(Excerpts from point annotation data)
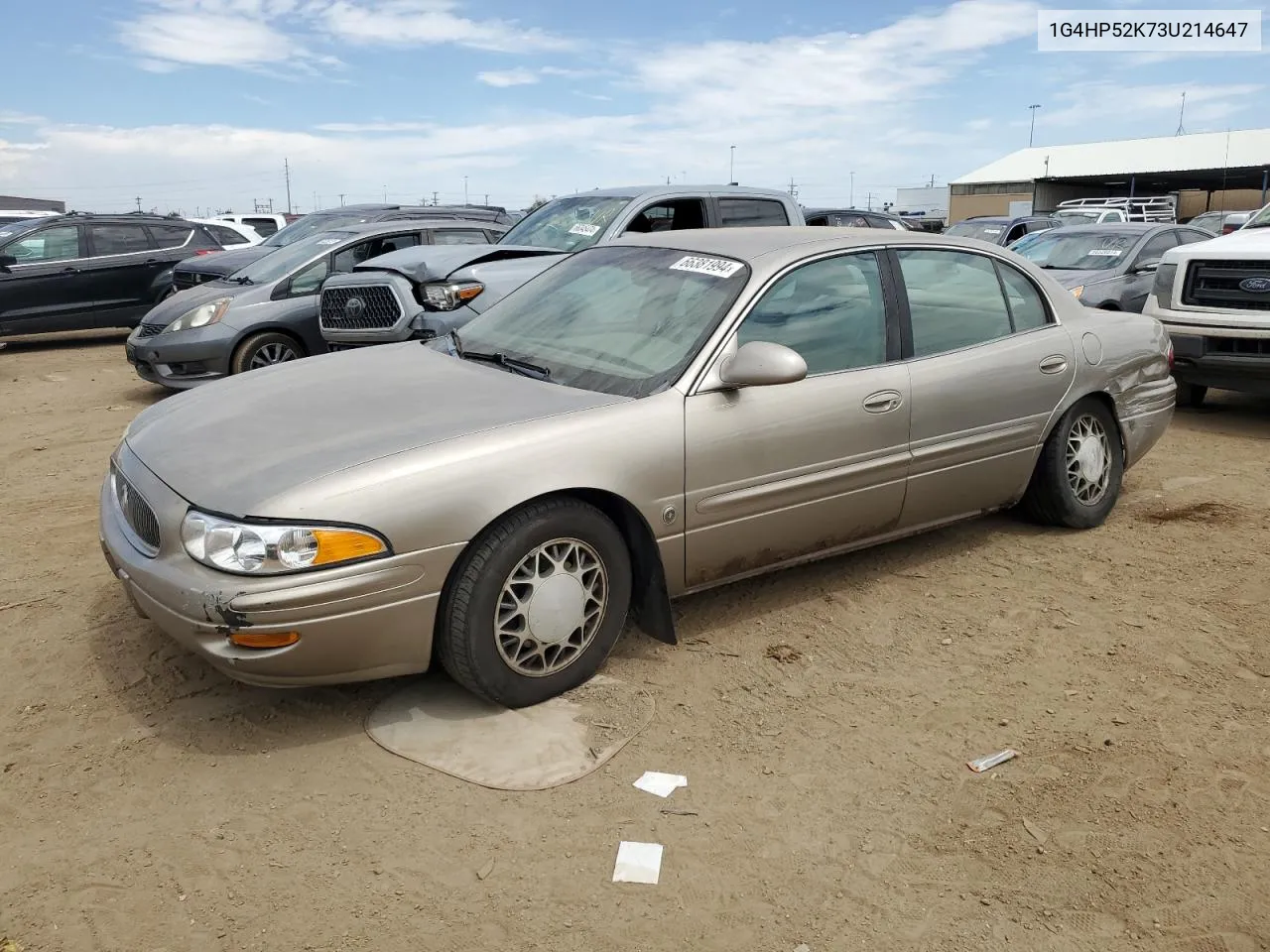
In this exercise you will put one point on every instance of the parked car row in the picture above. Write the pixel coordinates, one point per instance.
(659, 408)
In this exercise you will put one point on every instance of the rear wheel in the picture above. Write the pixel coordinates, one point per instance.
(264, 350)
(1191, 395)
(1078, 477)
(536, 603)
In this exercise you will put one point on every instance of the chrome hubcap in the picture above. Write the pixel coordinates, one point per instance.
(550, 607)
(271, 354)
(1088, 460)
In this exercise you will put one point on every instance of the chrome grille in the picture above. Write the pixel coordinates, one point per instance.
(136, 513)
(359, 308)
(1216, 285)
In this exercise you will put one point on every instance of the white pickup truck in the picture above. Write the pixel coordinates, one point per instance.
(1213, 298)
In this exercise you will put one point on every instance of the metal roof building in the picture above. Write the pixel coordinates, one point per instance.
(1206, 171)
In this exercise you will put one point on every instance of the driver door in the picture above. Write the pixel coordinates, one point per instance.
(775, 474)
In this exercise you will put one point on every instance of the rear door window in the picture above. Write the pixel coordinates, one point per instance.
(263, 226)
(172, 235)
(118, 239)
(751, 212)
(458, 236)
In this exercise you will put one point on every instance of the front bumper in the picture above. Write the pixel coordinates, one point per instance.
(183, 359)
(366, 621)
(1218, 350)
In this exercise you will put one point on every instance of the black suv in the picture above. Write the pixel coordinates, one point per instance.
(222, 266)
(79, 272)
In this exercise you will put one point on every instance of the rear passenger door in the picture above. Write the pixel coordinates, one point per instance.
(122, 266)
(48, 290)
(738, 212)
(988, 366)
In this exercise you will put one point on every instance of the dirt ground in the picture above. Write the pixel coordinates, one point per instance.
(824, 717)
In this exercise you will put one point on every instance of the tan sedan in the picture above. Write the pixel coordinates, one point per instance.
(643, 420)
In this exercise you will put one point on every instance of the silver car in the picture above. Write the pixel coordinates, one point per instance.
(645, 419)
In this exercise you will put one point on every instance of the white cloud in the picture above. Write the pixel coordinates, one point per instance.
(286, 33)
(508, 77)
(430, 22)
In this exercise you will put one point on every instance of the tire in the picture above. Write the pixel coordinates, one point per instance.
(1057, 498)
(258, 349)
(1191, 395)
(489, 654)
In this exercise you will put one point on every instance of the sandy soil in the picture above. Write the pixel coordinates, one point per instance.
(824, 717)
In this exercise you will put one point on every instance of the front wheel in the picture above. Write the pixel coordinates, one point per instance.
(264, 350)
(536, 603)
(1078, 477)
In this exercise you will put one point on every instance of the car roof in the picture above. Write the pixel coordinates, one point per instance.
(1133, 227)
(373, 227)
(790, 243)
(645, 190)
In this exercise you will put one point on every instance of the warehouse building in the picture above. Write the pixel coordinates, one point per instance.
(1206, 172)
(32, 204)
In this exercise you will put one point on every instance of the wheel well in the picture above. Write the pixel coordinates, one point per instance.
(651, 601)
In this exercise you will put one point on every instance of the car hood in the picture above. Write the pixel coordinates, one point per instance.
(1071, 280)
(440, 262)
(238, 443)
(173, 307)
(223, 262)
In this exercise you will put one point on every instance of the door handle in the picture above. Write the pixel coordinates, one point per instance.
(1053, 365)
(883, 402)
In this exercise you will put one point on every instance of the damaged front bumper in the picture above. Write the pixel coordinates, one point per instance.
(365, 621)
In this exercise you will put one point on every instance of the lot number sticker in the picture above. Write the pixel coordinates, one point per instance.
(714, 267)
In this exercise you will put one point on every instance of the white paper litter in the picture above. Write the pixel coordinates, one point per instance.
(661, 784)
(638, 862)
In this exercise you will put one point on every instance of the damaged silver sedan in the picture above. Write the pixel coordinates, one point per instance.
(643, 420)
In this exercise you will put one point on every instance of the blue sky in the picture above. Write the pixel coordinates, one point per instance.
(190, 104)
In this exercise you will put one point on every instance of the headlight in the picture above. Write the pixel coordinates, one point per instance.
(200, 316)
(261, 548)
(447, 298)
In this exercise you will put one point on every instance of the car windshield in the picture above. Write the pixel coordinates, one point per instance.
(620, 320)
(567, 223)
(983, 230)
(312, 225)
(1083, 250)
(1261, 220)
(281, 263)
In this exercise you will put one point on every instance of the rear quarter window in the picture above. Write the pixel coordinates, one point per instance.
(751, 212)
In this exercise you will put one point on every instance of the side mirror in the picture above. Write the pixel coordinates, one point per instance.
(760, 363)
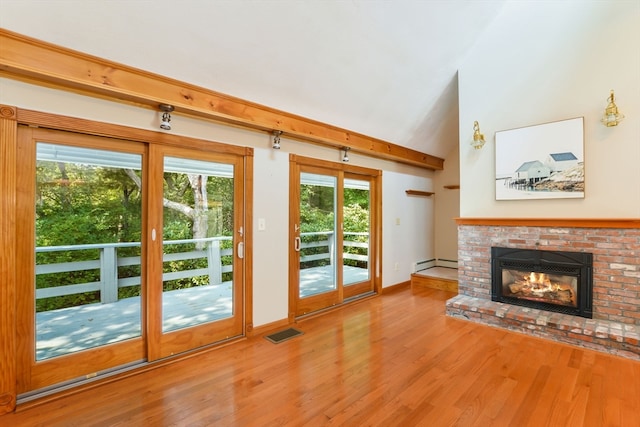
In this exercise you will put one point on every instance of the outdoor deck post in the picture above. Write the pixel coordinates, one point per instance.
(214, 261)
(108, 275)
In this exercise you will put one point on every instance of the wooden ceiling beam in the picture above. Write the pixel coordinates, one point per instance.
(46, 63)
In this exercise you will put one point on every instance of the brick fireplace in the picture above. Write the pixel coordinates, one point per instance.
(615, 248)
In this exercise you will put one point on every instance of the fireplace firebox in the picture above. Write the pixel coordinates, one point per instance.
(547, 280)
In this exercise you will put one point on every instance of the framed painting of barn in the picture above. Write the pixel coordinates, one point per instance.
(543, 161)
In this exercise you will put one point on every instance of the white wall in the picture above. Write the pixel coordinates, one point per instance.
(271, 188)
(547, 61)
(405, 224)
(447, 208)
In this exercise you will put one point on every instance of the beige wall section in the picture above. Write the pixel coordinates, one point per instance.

### Stated task
Can you recast every line of the listing above as a Markdown table with the columns Row and Text, numbering the lines, skipping blank ones, and leaving out the pictures?

### Solution
| Row | Text |
|---|---|
| 1 | In this exercise you will put one point on every instance of the parked car row in the picture above. Write the pixel coordinates, one point per instance. |
| 2 | (659, 408) |
| 3 | In this exercise you will put one point on every instance of the rear wheel in the picture above. Write the pixel coordinates, one point per instance. |
| 4 | (264, 350) |
| 5 | (1191, 395) |
| 6 | (1078, 477) |
| 7 | (536, 603) |
| 8 | In this exercise you will put one point on every instance of the chrome hubcap in the picture above. Write the pixel coordinates, one point per instance. |
| 9 | (550, 607) |
| 10 | (271, 354) |
| 11 | (1088, 460) |
| 12 | In this exercise you will put one point on every instance of the chrome grille in the picture above. Write the pixel coordinates, one point per instance. |
| 13 | (136, 513) |
| 14 | (359, 308) |
| 15 | (1216, 285) |
| 16 | In this exercise you will put one point on every instance of the white pickup truck in the picture above. Write the pixel coordinates, one point per instance. |
| 17 | (1213, 298) |
| 18 | In this exercise you will put one point on every instance of the metal roof building in the picture above. Write the pixel coordinates, one point per instance. |
| 19 | (1206, 171) |
| 20 | In this exercise you will put one point on every instance of the driver door in the picture above. Write the pixel coordinates, one point per instance. |
| 21 | (775, 474) |
| 22 | In this exercise you will put one point on every instance of the rear door window in the picture above. Write the pixel coordinates, one point per instance. |
| 23 | (263, 226) |
| 24 | (172, 235) |
| 25 | (118, 239) |
| 26 | (751, 212) |
| 27 | (458, 236) |
| 28 | In this exercise you will put one point on every instance of the front bumper in the picture above. Write the pixel coordinates, one point per instance. |
| 29 | (183, 359) |
| 30 | (366, 621) |
| 31 | (1218, 350) |
| 32 | In this exercise you will put one point on every instance of the black suv in the picture above. Write the pixel coordinates, one point per instance. |
| 33 | (222, 266) |
| 34 | (79, 272) |
| 35 | In this exercise you will put one point on every instance of the rear passenger door in the picture above. Write the pixel coordinates, one point per instance. |
| 36 | (122, 266) |
| 37 | (48, 290) |
| 38 | (738, 212) |
| 39 | (988, 366) |
| 40 | In this exercise you will put one point on every instance of the dirt ground in the picture above. Write the pixel coordinates, one point per instance. |
| 41 | (824, 717) |
| 42 | In this exercise you will put one point on every instance of the tan sedan in the picture above. Write the pixel coordinates, one point per instance. |
| 43 | (643, 420) |
| 44 | In this exercise you will put one point on every instance of the silver car in the picture above. Write the pixel coordinates, one point per instance. |
| 45 | (645, 419) |
| 46 | In this exercise you will put one point on every instance of the white cloud in the picture above. Write the pixel coordinates, one point per instance. |
| 47 | (286, 33) |
| 48 | (508, 77) |
| 49 | (430, 22) |
| 50 | In this exercise you will put one point on every instance of the tire in the picture above. Write the pixel coordinates, one point per instance. |
| 51 | (1057, 498) |
| 52 | (258, 349) |
| 53 | (1191, 395) |
| 54 | (489, 654) |
| 55 | In this exercise you will put one point on every instance of the sandy soil in the picture above. Write the pixel coordinates, one point per instance. |
| 56 | (824, 717) |
| 57 | In this exercise you will put one point on every instance of the front wheel in the picture above. Write the pixel coordinates, one point per instance. |
| 58 | (264, 350) |
| 59 | (536, 603) |
| 60 | (1078, 477) |
| 61 | In this exercise you will put one point on every instance of the car roof in the picture above. Write the pixel coordinates, one point per instance. |
| 62 | (1133, 227) |
| 63 | (373, 227) |
| 64 | (790, 243) |
| 65 | (645, 190) |
| 66 | In this exercise you will put one point on every instance of the warehouse building in the picture above. Write the pixel coordinates, one point per instance. |
| 67 | (1206, 172) |
| 68 | (32, 204) |
| 69 | In this exercise you will put one point on every instance of the wheel well in the picture above. Write the pixel coordinates, one point per instance. |
| 70 | (651, 601) |
| 71 | In this exercise you will put one point on every instance of the car hood in the picture above. Write the pixel coordinates, one point per instance. |
| 72 | (1071, 280) |
| 73 | (440, 262) |
| 74 | (238, 443) |
| 75 | (173, 307) |
| 76 | (223, 262) |
| 77 | In this exercise you will put one point on every instance of the door handle in the picture above. Write the pixel coordinates, one point per instance. |
| 78 | (1053, 365) |
| 79 | (883, 402) |
| 80 | In this exercise you will put one point on every instance of the damaged front bumper in the picture above. Write the pixel coordinates, one point per instance. |
| 81 | (365, 621) |
| 82 | In this exercise you will put one point on every instance of the lot number sticker in the picture above. Write the pixel coordinates, one point per instance. |
| 83 | (714, 267) |
| 84 | In this exercise you will put one point on every instance of the white paper litter in the picture above. Write the pixel coordinates, one point per instance. |
| 85 | (661, 784) |
| 86 | (638, 862) |
| 87 | In this exercise you will put one point on every instance of the damaged silver sedan in the picture above. Write the pixel coordinates, one point per instance. |
| 88 | (643, 420) |
| 89 | In this exercise you will put one point on every instance of the blue sky in the picture above. Write the pixel coordinates, one point per instance. |
| 90 | (190, 104) |
| 91 | In this exercise you will put one point on every instance of the headlight in the picture above. Write the pixel coordinates, one point per instance. |
| 92 | (200, 316) |
| 93 | (261, 548) |
| 94 | (447, 298) |
| 95 | In this exercise you will put one point on every instance of the car windshield in the picture above. Write the pixel coordinates, one point per instance. |
| 96 | (620, 320) |
| 97 | (567, 223) |
| 98 | (983, 230) |
| 99 | (312, 225) |
| 100 | (1083, 250) |
| 101 | (1261, 220) |
| 102 | (281, 263) |
| 103 | In this exercise you will put one point on every instance of the rear quarter window in the picture above. Write the pixel coordinates, one point per instance. |
| 104 | (751, 212) |
| 105 | In this exercise you will put one point on every instance of the side mirror in the picture above. Write the pixel coordinates, one point per instance. |
| 106 | (760, 363) |
| 107 | In this exercise you will put one point on every instance of the outdoor deck post in the picture above. Write the pixel coordinates, one point per instance. |
| 108 | (214, 261) |
| 109 | (108, 275) |
| 110 | In this exercise you will put one point on every instance of the wooden ceiling beam in the picture above. Write the pixel coordinates, one point per instance. |
| 111 | (46, 63) |
| 112 | In this exercise you will put one point on every instance of the brick fireplace in the picture above. Write the pixel coordinates, one point per instance. |
| 113 | (615, 248) |
| 114 | In this exercise you will put one point on every instance of the fireplace firebox in the picture above. Write the pixel coordinates, one point per instance. |
| 115 | (547, 280) |
| 116 | In this exercise you will put one point on every instance of the framed painting of barn in the picture above. Write the pixel coordinates, one point per instance. |
| 117 | (543, 161) |
| 118 | In this exercise you will put one point on every instance of the white wall in the picture above. Write the pixel coordinates, one point per instance. |
| 119 | (271, 188) |
| 120 | (547, 61) |
| 121 | (405, 224) |
| 122 | (447, 208) |
| 123 | In this exercise you will put one point on every instance of the beige wall section in the picture above. Write the pixel coordinates, one point per instance. |